**WORK ITEM:** Put this sentence from the Paprika review below into Spanish: "Try to absorb the images and then make sense of it all later."

**PASSAGE SHOWN:**
Armed with the tagline "This is your brain on anime", this mindbender from Japanese director Satoshi Kon (Perfect Blue, Tokyo Godfathers) arrives on our shores. Entitled Paprika it's a spicy mess but highly enjoyable if you don't think too much about it. Given that the majority of the action takes place in dreams it's perhaps best experienced as just that. Try to absorb the images and then make sense of it all later.
The animators from MadhouseStudios pull out all the stops once again in relating this tale of dream therapy gone awry. The therapists at the Foundation for Psychiatric Research have developed a powerful new device called the DC-Mini which enables them to literally enter a patient's dreams. Invented by a morbidly obese manchild named Tokita, the DC-Mini, which was founded on good intentions, has fallen into nefarious hands and is being used for mind control, threatening to shred the very fabric of reality itself. It seems that it was an inside job and it's up to the research team to try and find the culprit before the devastation spreads. Dr. Chiba, the strong-willed female head of the team must summon her alter ego/alter personality "Paprika" a pychic warrior to enter the increasingly fragmenting dream- world to try and get to the bottom of things. You see everyone's dreams are beginning to meld together into one major bummer of a "I shouldn't have eaten that onion and pastrami sandwich before bedtime" nightmare. Aside from other members of the team Chiba is also helped by Detective Kogawa Toshimi who was being treated for a neurotic condition stemming from a particularly troublesome case. It's an exhilarating race against time as the plot thickens and the true villian is revealed.

**RECORDS PROVIDED:**

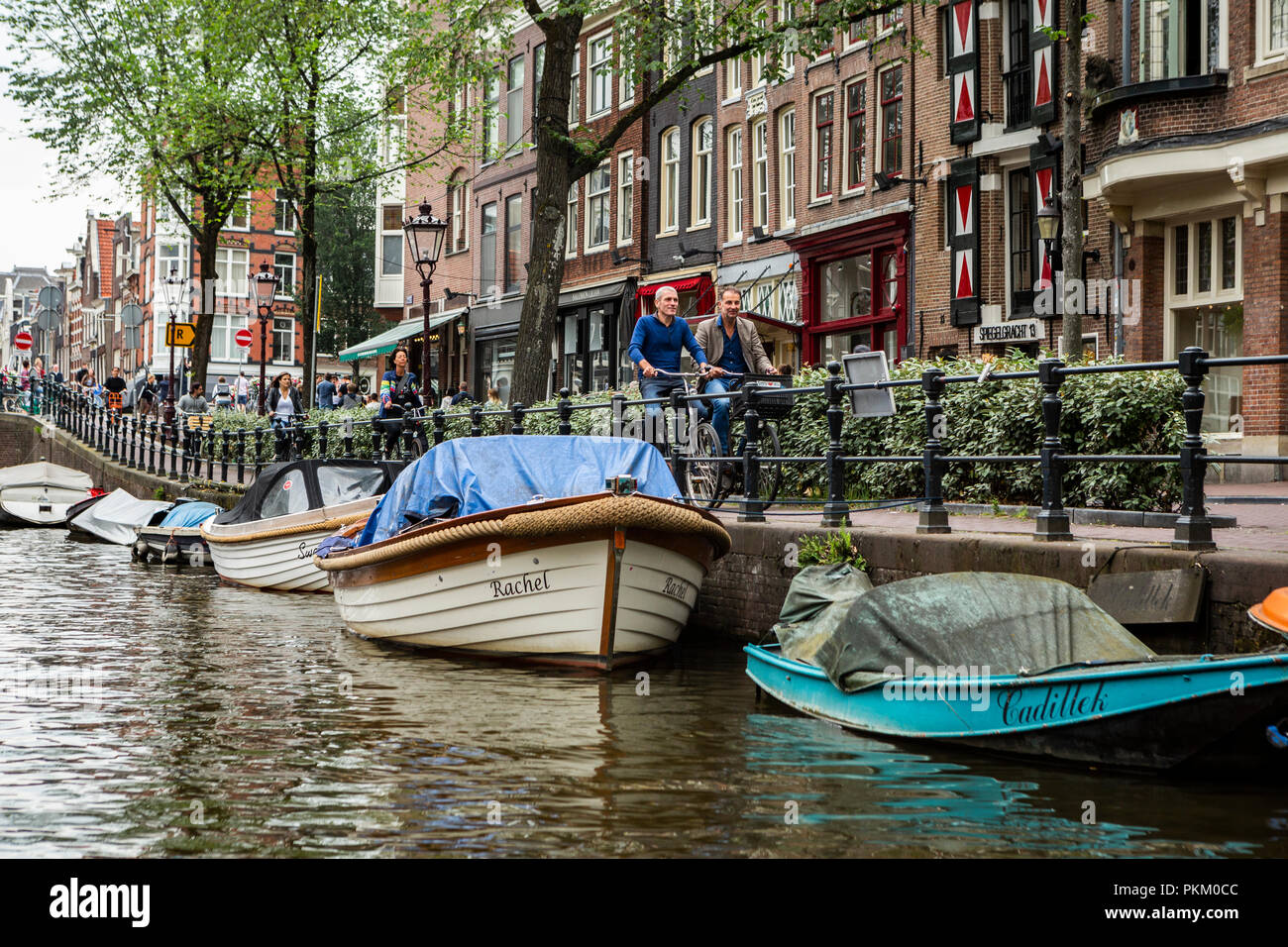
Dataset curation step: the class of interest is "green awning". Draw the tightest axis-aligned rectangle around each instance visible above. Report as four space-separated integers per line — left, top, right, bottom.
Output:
340 309 465 362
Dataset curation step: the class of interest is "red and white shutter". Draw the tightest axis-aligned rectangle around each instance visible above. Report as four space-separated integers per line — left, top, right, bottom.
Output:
948 0 973 145
948 158 980 326
1029 0 1060 125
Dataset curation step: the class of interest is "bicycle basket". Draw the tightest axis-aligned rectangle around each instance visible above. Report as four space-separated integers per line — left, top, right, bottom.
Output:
729 373 795 421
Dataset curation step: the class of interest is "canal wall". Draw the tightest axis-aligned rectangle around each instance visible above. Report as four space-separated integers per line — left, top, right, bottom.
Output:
0 414 241 509
691 518 1288 653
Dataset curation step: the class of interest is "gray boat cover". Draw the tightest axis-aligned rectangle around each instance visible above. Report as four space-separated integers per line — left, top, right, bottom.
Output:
774 566 1155 693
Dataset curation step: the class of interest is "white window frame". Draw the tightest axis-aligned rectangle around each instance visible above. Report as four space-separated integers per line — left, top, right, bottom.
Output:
725 125 744 243
617 151 635 246
688 116 716 231
585 161 613 256
751 117 769 232
587 30 613 121
778 108 799 228
657 125 682 235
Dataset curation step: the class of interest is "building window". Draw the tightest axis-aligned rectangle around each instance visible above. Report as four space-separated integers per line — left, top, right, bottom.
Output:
273 316 295 365
751 119 769 228
1164 213 1244 436
845 81 868 191
273 252 299 297
564 180 577 257
814 91 833 198
725 125 742 240
587 33 613 117
1010 167 1033 316
881 65 903 174
661 129 680 233
480 201 497 296
725 57 747 102
447 171 471 253
617 152 635 245
483 72 501 161
690 119 715 227
505 55 524 150
212 246 250 296
587 161 612 253
273 188 295 233
778 108 796 227
224 191 252 231
568 49 581 125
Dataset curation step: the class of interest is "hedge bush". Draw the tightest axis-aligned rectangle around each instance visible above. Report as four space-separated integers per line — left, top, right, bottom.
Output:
190 355 1185 511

**WRITTEN ANSWER:** Intenta absorber las imágenes y luego dale sentido a todo más adelante.